[AIM OF THE TASK] What is the number of lines below that contain the word "stem"? Respond with that number alone.

═══ PROVIDED DATA ═══

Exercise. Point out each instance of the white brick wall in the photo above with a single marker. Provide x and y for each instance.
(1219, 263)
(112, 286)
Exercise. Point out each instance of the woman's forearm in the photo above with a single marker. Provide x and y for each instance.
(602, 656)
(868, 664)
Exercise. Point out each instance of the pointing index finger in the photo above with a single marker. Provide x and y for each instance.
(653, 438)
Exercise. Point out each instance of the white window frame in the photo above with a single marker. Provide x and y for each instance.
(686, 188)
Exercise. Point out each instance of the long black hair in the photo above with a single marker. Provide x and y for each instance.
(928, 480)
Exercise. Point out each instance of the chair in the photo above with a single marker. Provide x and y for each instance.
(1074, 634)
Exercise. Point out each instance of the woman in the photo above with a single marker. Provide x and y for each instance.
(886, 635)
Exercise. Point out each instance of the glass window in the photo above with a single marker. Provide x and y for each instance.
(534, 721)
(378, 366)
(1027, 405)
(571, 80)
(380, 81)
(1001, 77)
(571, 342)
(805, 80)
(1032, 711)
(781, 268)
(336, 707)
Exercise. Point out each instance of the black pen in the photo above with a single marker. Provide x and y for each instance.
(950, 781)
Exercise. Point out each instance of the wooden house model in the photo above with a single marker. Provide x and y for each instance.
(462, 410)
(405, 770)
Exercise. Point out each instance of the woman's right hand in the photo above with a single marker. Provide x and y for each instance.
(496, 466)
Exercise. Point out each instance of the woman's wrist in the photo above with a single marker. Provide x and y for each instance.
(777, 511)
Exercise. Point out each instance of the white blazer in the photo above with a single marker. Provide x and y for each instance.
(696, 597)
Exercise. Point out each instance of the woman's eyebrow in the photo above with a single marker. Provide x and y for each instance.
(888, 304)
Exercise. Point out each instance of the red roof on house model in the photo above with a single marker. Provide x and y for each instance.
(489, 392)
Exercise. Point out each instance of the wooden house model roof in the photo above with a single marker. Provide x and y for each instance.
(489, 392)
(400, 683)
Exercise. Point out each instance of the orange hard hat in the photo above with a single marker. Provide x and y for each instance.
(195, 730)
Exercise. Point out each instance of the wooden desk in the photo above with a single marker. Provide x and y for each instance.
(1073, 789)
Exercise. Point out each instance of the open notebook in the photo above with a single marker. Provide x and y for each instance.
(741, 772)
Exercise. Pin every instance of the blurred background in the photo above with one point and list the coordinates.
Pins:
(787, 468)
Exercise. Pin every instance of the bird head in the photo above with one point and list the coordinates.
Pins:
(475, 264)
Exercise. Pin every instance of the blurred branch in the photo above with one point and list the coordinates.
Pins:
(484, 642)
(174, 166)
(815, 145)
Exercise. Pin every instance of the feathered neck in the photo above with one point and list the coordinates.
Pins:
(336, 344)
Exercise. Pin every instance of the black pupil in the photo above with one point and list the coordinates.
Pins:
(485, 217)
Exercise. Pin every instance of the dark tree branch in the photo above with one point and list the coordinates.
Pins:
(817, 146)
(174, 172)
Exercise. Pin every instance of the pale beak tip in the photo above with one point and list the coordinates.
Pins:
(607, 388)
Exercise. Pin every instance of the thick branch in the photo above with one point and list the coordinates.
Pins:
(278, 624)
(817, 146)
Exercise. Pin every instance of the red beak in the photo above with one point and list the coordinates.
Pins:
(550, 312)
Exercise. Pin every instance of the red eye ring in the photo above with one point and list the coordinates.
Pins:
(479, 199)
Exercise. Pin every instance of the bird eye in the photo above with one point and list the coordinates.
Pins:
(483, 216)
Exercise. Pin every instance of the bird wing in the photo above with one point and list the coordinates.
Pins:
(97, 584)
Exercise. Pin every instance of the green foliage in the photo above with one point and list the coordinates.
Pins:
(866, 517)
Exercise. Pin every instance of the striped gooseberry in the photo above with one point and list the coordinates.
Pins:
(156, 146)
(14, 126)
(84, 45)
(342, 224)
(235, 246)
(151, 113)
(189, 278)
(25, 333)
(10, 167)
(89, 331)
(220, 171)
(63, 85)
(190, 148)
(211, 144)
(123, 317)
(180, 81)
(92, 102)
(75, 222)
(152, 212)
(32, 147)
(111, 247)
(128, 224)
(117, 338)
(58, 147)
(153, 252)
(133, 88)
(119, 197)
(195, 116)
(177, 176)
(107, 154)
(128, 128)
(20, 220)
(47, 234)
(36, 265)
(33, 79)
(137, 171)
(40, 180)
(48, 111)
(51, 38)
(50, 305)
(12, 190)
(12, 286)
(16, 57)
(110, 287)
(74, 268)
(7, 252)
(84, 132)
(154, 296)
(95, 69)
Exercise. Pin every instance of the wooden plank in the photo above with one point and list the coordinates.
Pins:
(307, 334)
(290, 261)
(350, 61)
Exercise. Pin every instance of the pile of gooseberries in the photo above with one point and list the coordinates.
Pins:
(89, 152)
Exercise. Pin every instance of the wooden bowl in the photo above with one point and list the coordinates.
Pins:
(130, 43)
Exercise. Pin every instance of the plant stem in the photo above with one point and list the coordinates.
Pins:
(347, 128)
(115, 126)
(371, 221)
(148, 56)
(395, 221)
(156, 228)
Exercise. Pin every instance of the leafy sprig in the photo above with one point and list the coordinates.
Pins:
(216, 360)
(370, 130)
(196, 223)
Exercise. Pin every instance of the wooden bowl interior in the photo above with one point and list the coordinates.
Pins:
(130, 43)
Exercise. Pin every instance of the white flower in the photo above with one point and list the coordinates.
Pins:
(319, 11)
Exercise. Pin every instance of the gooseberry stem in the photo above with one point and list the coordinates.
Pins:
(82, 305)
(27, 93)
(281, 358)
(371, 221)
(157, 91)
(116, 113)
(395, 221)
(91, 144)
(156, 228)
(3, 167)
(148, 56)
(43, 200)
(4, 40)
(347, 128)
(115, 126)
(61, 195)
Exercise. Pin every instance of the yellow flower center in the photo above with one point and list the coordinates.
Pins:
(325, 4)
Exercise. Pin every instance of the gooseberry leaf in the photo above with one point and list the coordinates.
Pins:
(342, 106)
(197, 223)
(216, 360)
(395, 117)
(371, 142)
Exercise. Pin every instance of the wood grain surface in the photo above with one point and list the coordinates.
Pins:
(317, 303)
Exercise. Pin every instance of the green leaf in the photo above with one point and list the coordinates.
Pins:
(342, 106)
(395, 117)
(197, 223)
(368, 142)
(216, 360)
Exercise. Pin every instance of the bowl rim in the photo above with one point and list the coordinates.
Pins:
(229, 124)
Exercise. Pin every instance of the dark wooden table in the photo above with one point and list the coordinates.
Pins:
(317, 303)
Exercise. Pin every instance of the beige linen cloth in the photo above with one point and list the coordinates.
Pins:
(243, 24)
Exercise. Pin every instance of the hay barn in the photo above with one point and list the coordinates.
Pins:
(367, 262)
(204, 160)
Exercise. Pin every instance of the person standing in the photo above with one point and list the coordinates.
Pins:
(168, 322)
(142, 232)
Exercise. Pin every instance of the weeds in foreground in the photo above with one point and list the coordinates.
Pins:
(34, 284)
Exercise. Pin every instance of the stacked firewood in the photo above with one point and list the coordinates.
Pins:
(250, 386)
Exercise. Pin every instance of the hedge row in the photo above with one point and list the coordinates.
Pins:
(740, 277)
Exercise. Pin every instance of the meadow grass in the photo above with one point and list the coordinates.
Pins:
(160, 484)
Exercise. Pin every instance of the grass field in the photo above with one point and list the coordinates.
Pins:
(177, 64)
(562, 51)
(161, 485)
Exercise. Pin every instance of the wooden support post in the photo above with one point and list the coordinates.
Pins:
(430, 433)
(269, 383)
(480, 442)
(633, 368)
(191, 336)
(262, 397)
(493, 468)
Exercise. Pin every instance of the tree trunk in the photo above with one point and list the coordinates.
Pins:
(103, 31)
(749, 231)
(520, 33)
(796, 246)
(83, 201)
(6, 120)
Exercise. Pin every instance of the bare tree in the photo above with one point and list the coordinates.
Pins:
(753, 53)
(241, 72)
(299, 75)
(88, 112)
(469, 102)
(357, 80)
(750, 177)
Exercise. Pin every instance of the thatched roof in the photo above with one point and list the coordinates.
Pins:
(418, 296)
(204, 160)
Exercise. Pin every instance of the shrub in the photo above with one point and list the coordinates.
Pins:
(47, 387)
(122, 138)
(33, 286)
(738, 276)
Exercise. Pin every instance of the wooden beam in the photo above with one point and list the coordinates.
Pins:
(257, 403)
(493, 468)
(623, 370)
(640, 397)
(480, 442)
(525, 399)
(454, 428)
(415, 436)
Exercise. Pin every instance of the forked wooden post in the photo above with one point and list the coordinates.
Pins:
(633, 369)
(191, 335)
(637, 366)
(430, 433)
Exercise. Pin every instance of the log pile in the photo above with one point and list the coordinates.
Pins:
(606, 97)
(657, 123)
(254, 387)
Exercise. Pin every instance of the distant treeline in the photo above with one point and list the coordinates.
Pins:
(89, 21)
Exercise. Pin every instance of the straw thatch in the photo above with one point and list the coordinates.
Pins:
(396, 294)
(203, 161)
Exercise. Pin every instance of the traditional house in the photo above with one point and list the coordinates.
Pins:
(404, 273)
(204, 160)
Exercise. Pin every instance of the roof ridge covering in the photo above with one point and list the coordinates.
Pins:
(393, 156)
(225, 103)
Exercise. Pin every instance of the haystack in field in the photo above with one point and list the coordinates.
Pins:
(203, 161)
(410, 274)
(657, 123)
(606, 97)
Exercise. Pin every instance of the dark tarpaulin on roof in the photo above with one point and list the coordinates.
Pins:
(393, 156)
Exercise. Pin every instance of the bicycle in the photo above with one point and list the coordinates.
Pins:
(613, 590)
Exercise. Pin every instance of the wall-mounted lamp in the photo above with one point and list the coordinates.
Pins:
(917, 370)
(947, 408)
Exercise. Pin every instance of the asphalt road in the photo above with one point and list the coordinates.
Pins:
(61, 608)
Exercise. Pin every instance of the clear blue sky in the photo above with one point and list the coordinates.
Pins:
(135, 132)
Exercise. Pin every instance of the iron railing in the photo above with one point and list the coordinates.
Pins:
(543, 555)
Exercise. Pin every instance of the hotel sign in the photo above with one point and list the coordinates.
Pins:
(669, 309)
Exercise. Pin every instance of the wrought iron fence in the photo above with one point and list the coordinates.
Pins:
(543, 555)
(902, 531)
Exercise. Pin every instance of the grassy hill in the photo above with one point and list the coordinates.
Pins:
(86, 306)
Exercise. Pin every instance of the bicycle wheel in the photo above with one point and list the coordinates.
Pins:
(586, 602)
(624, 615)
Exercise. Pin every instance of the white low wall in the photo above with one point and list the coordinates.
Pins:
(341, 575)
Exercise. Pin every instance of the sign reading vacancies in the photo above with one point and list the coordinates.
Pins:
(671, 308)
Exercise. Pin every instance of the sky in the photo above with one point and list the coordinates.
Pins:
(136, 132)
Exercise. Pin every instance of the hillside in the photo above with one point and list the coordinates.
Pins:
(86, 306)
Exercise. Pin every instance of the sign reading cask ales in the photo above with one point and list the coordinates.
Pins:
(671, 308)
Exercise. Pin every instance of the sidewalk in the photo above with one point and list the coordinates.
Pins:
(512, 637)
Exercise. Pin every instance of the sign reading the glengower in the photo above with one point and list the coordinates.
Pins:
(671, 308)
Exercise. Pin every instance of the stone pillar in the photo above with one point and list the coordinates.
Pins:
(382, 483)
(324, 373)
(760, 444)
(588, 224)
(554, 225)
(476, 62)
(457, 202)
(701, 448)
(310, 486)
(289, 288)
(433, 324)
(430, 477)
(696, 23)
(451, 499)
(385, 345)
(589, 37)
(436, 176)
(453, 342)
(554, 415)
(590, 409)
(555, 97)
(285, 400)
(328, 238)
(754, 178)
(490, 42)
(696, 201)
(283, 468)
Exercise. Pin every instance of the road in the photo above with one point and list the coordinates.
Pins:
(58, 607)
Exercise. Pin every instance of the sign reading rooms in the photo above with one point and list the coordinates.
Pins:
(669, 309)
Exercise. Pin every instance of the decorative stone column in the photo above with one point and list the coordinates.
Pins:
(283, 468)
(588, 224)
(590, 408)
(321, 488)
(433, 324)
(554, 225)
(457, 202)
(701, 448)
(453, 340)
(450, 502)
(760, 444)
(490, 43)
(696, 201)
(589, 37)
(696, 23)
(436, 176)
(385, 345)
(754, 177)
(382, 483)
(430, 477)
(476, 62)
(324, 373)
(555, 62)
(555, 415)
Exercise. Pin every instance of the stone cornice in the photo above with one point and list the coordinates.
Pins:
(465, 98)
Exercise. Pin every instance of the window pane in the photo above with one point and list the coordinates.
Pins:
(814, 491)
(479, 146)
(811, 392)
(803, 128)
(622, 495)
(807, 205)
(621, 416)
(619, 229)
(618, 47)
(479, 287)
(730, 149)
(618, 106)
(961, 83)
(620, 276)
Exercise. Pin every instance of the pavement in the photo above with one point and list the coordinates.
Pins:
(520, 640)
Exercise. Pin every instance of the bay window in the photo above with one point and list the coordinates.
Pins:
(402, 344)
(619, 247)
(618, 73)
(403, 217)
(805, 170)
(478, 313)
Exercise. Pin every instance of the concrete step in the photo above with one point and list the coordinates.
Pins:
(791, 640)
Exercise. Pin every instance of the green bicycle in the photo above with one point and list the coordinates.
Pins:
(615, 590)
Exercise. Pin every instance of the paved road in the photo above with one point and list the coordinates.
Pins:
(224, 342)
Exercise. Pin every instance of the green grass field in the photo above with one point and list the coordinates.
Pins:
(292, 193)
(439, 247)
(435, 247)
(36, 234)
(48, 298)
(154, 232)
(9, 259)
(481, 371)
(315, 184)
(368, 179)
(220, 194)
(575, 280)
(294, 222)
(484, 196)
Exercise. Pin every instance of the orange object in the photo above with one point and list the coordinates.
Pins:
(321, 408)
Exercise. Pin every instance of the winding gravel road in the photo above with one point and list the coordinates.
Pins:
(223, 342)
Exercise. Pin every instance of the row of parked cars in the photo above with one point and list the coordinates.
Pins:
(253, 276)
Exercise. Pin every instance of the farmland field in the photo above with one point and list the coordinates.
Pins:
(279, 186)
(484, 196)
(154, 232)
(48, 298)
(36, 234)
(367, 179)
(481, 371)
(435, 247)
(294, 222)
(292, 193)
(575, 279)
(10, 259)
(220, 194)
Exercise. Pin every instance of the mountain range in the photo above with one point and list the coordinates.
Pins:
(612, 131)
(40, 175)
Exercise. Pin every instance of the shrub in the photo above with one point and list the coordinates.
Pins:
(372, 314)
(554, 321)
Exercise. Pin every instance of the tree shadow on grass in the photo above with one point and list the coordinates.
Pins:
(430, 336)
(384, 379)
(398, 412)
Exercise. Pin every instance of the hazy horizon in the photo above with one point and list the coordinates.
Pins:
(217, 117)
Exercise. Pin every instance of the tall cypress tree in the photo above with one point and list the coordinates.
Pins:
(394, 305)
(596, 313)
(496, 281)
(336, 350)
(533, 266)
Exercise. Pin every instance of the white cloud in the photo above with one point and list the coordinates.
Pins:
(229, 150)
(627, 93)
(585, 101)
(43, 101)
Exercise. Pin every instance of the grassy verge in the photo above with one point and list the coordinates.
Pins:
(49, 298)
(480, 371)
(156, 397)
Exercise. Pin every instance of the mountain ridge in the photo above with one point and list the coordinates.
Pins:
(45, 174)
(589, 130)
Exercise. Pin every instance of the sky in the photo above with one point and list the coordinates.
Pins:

═══

[ANSWER FOR THIS EXERCISE] 2